Stored dataset items
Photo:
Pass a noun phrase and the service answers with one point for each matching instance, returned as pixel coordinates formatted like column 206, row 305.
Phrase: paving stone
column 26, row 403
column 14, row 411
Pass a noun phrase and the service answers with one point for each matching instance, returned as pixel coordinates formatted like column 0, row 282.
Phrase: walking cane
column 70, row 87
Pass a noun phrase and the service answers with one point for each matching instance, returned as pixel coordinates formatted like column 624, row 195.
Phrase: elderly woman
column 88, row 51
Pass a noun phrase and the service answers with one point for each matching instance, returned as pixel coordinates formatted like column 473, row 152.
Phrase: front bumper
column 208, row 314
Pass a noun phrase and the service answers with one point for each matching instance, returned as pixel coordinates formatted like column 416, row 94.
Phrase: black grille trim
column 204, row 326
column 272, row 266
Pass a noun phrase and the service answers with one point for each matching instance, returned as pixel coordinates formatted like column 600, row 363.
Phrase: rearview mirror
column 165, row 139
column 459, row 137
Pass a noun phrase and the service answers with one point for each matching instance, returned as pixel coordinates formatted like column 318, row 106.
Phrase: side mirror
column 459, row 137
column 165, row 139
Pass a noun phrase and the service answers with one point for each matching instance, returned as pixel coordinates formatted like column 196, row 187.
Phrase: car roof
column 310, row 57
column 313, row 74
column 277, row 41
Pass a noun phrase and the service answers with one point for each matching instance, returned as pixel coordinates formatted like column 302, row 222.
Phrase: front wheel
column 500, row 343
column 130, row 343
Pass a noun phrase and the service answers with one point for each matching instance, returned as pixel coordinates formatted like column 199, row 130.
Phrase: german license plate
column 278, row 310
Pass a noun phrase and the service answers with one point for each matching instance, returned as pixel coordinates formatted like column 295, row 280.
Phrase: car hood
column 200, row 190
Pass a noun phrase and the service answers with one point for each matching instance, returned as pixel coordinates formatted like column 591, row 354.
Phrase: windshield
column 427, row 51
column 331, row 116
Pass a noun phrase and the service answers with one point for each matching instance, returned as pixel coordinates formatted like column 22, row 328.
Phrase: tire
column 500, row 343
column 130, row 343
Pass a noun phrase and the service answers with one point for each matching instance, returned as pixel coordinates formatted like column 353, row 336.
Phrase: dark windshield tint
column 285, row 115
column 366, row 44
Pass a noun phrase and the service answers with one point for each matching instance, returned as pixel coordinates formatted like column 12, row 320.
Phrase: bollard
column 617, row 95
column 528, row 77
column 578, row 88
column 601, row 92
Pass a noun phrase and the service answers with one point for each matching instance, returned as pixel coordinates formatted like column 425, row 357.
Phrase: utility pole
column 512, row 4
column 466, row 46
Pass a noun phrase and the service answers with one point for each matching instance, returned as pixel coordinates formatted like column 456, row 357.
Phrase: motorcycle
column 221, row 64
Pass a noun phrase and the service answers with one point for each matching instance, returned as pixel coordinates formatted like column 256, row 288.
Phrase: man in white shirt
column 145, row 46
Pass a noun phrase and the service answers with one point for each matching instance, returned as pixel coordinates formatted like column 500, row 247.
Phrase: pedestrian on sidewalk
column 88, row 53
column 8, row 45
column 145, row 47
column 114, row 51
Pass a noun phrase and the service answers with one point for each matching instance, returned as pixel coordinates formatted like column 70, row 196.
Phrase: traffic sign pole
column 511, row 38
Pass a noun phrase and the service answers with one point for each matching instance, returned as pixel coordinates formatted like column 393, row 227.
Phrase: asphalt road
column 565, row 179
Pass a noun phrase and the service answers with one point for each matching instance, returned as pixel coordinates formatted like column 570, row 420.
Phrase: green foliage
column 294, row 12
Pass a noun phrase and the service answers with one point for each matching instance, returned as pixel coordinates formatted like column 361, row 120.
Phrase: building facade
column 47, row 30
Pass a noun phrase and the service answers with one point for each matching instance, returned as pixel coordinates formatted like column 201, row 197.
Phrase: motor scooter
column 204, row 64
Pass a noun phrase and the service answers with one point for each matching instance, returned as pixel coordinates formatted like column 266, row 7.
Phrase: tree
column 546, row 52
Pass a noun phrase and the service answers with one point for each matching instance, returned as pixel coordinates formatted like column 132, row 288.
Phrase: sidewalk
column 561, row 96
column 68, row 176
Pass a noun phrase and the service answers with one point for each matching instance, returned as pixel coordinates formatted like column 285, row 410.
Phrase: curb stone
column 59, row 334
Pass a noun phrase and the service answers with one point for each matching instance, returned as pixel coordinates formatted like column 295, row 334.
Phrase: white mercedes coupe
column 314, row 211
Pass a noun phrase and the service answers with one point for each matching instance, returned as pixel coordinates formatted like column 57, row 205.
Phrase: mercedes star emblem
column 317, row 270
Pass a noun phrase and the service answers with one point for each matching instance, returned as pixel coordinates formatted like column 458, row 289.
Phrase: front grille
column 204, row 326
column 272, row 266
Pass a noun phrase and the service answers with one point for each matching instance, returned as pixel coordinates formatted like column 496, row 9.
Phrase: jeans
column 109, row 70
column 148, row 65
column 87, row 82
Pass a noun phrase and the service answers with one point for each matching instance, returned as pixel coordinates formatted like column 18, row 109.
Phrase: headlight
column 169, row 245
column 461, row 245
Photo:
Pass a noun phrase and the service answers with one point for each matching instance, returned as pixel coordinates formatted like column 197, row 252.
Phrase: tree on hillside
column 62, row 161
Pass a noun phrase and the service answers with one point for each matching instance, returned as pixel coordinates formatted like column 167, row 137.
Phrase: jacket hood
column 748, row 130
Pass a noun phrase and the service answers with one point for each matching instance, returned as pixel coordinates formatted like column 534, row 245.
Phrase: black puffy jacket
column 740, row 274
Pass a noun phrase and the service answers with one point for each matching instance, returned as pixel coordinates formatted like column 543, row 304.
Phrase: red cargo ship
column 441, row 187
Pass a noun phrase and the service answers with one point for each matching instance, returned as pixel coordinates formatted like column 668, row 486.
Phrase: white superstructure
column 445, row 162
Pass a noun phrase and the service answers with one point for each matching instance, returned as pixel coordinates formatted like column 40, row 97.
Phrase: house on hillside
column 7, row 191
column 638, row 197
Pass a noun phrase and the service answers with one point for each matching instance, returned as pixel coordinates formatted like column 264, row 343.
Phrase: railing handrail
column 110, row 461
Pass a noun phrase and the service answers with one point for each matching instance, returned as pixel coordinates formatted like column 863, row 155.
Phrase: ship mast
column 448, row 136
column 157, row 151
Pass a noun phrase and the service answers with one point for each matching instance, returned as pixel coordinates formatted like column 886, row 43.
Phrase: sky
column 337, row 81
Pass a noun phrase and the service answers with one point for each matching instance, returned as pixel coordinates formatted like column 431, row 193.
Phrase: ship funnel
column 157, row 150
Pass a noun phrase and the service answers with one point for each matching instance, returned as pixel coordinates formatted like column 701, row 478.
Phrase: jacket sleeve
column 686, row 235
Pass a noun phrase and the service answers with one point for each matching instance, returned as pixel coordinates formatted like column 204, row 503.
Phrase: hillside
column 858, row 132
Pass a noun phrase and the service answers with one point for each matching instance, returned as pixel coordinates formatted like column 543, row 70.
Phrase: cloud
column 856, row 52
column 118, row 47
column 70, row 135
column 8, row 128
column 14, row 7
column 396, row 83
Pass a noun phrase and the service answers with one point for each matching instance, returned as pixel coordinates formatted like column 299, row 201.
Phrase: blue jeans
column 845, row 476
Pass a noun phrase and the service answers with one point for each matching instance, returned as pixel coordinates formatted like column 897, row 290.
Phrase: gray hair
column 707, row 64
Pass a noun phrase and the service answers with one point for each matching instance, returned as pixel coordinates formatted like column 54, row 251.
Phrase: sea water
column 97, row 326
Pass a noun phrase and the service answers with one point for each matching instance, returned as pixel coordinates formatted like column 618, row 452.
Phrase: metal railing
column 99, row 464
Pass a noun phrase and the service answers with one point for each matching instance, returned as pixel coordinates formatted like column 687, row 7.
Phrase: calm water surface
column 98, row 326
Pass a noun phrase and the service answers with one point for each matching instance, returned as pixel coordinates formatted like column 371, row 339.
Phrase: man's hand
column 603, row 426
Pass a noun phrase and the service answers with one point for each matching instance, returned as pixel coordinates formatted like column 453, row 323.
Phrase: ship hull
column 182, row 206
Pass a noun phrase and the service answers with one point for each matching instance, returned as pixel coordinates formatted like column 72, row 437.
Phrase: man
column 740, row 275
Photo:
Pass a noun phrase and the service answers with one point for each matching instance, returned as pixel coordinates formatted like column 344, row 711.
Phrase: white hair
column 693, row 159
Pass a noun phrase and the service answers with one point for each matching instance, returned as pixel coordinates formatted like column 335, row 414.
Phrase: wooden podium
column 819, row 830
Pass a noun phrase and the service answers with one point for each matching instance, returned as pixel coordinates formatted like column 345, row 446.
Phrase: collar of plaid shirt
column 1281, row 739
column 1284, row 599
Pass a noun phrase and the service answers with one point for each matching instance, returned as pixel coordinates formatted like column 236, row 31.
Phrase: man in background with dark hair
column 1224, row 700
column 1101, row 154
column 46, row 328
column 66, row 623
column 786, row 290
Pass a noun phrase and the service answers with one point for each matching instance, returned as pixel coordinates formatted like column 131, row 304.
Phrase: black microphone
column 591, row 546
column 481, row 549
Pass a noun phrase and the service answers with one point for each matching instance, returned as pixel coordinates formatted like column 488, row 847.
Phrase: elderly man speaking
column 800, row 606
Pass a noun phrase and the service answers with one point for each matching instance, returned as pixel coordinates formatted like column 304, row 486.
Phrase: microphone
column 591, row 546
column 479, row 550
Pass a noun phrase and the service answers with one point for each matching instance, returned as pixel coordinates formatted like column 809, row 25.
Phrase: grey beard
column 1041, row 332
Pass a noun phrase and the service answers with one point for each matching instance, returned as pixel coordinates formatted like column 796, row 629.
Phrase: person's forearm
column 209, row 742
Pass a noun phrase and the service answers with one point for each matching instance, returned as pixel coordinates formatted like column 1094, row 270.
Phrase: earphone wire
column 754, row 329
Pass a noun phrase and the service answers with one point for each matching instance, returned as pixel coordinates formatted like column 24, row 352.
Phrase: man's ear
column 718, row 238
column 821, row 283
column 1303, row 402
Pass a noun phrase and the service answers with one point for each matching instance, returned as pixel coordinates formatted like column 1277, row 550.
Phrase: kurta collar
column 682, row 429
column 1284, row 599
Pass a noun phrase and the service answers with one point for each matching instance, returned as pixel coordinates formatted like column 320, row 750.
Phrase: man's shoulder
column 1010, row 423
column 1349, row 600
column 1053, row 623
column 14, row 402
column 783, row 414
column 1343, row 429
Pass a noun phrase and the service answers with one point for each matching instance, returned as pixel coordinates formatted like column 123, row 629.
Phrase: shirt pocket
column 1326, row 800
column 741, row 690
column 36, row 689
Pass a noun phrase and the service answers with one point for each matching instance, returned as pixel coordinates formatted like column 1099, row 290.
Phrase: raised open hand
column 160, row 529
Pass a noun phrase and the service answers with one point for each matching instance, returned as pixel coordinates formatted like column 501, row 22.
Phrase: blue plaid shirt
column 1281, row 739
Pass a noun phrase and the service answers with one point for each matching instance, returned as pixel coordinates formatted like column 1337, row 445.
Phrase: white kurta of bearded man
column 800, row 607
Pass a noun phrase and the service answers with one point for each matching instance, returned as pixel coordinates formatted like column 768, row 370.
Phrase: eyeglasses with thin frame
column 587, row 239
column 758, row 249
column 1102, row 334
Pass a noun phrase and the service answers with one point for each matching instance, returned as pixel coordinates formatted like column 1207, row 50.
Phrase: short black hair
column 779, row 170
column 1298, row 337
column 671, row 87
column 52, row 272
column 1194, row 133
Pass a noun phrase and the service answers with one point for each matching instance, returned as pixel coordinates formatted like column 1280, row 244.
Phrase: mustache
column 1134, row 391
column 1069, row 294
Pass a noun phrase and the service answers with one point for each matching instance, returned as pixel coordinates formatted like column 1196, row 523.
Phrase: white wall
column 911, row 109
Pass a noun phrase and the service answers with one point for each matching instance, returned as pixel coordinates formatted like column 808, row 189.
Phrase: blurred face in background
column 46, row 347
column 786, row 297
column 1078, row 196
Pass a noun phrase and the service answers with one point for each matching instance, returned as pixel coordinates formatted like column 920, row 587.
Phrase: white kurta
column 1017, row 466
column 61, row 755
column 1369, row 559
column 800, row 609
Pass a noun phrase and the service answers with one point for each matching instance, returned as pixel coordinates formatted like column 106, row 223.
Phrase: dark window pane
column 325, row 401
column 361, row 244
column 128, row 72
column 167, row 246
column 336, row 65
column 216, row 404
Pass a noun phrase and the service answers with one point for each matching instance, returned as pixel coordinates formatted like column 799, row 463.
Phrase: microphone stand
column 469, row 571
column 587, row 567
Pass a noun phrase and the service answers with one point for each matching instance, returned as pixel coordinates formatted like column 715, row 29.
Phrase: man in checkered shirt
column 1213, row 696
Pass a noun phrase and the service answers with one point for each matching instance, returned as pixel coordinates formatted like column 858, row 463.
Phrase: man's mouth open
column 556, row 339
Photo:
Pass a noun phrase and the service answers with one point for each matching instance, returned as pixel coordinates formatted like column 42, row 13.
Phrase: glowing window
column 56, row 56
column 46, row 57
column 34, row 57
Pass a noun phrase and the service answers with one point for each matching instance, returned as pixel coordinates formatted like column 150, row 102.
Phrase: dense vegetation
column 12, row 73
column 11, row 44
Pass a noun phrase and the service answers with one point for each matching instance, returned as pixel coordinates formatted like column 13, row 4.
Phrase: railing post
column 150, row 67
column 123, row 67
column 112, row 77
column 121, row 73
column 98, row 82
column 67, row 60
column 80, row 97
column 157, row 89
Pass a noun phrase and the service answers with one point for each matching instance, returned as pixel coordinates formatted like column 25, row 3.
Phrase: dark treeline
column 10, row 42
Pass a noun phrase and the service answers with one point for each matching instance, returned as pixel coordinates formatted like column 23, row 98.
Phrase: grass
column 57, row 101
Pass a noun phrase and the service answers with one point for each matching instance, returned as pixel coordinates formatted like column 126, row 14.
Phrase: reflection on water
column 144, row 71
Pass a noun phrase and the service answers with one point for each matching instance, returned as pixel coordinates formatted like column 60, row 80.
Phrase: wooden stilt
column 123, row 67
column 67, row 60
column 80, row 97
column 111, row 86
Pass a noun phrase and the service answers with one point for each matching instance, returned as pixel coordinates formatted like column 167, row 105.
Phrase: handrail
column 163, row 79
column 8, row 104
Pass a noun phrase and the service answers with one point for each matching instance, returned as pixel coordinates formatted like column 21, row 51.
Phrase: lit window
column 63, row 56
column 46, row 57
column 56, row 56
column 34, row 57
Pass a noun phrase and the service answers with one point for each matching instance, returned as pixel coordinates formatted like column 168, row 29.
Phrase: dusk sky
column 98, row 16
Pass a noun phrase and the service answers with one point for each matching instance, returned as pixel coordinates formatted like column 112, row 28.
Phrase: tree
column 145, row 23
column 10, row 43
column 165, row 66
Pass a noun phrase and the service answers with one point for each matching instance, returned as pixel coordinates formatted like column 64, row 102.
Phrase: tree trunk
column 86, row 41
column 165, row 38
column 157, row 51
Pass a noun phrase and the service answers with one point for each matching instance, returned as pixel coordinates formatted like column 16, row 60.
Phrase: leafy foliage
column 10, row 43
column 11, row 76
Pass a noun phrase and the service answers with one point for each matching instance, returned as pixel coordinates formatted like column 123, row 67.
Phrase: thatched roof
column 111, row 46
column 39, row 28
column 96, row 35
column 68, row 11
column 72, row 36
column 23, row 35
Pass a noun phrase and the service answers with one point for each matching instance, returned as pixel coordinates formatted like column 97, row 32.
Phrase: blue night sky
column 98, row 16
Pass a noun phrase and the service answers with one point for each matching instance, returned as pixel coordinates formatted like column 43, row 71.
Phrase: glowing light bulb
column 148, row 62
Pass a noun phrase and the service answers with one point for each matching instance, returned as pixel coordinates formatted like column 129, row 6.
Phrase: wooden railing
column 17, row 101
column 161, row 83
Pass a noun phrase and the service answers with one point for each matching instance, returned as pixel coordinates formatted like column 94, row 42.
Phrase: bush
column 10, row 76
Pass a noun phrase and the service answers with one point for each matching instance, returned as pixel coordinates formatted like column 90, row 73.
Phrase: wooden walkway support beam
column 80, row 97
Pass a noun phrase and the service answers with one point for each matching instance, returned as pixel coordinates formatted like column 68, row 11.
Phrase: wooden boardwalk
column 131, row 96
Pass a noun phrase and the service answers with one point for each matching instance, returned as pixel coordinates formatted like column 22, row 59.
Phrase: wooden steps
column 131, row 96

The exercise:
Lay out the lines from the start of the records through the line containing "column 14, row 411" as a JSON list of strings, one string per line, leaving out any blank lines.

The answer:
[
  "Photo:",
  "Pass a noun phrase and the service answers with one point for each matching instance, returned as pixel coordinates formatted like column 206, row 305.",
  "Phrase: paving stone",
  "column 26, row 403",
  "column 14, row 411"
]